Try it>
From the line with "Target: bare tree" through the final line of the entries below, write out each line exactly and nothing else.

Stored items
== Segment start ==
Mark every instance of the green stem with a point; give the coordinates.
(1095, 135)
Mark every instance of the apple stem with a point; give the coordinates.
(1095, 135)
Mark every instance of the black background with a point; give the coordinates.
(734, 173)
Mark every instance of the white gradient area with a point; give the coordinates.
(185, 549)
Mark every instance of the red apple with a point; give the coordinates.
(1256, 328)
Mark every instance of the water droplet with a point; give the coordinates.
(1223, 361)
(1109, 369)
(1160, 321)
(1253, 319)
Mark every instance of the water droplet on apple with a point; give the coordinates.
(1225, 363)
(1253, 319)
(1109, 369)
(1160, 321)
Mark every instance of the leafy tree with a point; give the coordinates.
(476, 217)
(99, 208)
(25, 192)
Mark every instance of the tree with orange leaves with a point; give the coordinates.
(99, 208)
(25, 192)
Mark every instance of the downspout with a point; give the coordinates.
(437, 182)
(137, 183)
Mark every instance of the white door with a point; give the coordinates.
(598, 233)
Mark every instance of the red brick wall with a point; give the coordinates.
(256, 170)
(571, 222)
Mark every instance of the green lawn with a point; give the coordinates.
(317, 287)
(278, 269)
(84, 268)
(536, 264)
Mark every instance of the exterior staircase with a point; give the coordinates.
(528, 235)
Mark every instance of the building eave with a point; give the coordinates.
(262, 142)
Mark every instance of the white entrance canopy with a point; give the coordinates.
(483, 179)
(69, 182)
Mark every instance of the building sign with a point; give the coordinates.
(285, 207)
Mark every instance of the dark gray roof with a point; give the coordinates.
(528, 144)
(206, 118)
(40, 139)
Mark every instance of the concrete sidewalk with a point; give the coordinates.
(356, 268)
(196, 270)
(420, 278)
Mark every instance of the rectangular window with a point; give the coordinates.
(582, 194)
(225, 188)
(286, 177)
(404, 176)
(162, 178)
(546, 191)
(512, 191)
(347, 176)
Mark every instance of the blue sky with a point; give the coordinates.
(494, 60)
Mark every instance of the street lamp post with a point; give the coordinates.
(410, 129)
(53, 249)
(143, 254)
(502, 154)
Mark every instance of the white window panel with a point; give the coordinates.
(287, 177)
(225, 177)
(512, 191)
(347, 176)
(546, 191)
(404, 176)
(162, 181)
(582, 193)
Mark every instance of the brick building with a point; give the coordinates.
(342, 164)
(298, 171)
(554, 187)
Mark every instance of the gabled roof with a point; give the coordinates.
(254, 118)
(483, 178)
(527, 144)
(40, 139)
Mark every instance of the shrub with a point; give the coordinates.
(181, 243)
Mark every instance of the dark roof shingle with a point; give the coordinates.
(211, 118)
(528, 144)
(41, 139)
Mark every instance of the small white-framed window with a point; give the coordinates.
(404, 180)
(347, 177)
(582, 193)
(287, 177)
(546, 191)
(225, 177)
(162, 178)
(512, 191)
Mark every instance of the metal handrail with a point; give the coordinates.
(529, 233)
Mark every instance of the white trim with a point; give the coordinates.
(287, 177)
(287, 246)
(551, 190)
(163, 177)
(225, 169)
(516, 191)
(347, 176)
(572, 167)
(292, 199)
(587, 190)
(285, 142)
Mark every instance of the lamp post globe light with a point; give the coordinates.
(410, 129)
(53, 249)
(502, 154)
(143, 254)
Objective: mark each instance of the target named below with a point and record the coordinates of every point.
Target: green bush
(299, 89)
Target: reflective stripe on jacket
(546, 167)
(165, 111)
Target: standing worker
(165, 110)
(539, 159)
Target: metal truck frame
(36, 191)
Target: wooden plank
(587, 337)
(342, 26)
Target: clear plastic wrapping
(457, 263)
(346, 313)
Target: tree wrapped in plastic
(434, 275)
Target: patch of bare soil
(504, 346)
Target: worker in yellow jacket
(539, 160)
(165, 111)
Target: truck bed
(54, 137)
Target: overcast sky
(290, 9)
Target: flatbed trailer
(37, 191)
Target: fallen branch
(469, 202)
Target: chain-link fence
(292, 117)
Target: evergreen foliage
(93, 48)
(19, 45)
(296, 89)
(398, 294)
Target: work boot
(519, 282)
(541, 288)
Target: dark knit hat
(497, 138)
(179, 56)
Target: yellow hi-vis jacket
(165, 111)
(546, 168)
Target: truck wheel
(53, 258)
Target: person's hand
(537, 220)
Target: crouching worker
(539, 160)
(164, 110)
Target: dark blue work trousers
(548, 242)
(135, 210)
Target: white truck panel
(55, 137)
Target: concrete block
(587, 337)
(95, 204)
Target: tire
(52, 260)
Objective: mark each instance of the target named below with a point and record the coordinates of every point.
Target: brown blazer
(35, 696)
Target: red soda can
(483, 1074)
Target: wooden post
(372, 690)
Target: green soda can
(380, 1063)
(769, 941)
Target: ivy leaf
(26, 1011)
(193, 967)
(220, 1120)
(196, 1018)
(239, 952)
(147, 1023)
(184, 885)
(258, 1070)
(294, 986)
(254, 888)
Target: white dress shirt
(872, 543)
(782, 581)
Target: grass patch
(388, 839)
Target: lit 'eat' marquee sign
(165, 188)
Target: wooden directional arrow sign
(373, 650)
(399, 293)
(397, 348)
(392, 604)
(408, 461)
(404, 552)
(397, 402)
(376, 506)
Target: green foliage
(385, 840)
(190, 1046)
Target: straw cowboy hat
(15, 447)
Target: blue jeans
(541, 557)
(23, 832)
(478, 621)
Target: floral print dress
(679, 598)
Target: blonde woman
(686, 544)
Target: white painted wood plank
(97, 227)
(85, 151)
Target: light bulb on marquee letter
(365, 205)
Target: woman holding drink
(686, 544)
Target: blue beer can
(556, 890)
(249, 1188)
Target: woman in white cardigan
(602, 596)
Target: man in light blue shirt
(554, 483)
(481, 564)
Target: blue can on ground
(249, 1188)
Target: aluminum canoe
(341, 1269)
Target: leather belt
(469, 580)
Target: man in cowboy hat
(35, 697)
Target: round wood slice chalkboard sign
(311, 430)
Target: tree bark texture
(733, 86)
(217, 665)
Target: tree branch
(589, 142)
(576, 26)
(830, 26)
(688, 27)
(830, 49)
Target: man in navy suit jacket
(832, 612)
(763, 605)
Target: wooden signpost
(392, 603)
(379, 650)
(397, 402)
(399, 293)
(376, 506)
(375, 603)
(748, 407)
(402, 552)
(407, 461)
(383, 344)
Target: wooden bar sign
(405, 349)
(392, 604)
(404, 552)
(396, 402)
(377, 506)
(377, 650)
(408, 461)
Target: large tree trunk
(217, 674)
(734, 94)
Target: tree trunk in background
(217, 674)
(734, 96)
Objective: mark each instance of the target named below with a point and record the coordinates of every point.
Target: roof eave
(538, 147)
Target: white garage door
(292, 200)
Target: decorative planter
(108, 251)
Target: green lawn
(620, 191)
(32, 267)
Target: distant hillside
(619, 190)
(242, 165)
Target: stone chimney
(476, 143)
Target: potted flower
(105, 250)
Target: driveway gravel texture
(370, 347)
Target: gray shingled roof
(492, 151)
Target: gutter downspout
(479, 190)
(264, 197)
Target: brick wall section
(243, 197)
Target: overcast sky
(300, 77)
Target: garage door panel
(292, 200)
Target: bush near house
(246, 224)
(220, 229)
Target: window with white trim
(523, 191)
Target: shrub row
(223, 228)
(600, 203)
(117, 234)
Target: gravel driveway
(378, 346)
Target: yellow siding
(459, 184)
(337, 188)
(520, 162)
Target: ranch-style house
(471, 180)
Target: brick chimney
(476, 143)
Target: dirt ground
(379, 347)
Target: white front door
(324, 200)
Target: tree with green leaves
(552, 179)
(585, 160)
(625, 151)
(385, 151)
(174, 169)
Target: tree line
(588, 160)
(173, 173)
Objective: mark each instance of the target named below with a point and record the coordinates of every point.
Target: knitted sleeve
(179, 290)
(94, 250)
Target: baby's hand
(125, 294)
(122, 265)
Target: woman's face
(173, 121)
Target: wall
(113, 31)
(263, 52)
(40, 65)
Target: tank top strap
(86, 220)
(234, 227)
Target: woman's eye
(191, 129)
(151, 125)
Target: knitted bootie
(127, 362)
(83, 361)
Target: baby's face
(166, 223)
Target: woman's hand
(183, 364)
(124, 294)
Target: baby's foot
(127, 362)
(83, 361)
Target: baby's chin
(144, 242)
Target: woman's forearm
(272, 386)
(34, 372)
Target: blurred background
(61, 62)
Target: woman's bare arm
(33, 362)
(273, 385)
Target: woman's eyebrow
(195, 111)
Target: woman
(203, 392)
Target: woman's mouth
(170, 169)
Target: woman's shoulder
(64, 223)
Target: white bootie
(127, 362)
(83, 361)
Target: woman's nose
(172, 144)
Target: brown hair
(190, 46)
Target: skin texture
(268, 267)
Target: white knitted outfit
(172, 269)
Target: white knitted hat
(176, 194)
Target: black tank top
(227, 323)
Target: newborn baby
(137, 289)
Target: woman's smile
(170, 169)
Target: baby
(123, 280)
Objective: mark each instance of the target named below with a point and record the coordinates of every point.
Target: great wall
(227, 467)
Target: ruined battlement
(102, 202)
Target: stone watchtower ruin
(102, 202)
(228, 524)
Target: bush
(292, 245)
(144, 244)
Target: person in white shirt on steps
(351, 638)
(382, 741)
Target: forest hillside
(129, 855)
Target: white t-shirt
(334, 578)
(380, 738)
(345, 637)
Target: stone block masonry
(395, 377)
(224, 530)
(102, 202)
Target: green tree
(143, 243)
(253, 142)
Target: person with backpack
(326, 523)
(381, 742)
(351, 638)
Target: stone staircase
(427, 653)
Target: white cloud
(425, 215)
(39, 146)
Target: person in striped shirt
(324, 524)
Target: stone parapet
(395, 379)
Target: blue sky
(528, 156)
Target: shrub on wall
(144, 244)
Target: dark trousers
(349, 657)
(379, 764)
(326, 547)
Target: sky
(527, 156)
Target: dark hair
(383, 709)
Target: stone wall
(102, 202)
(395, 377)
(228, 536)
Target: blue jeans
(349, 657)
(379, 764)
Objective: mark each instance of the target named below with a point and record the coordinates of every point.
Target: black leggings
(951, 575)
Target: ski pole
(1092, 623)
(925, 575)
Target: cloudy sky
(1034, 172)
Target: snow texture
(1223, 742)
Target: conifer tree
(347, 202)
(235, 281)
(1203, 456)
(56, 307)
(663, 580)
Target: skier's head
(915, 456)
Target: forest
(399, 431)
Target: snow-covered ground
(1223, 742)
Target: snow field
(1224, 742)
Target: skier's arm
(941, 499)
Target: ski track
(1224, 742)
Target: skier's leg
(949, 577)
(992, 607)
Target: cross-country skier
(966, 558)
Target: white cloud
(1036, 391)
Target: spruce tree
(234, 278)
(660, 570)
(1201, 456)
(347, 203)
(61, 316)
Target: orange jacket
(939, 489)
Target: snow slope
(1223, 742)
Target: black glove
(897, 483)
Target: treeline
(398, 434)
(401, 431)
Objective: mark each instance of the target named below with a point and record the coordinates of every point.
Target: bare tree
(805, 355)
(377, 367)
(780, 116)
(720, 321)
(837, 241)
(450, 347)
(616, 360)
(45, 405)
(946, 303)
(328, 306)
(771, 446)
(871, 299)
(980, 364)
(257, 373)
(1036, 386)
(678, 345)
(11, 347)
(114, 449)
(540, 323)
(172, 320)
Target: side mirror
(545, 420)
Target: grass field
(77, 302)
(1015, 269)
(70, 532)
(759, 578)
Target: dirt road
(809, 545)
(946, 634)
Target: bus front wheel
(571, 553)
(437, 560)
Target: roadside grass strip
== Segment end ==
Exercise output>
Target: bare tree
(805, 355)
(377, 367)
(780, 116)
(720, 321)
(837, 241)
(450, 347)
(616, 360)
(45, 405)
(946, 303)
(328, 306)
(771, 446)
(871, 299)
(980, 364)
(257, 373)
(1036, 386)
(678, 345)
(11, 347)
(114, 449)
(540, 323)
(172, 320)
Target: side mirror
(545, 420)
Target: grass field
(77, 302)
(1015, 269)
(70, 532)
(759, 578)
Target: dirt road
(809, 545)
(946, 634)
Target: bus front wheel
(571, 553)
(437, 560)
Target: roadside grass strip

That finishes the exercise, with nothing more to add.